What is required>
An exact reproduction of every record is required.

--------------------------------

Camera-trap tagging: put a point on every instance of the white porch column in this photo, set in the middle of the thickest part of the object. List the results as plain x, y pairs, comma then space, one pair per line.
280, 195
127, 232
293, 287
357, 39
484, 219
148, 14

--------------------------------

Task response>
Camera-trap tagging: put a point on every instance of the white porch column in this photo, set in the middle of the thickest part of the object. List the results as plain x, y pairs, comma then space, one pair per line.
280, 195
127, 232
293, 287
357, 39
484, 219
148, 14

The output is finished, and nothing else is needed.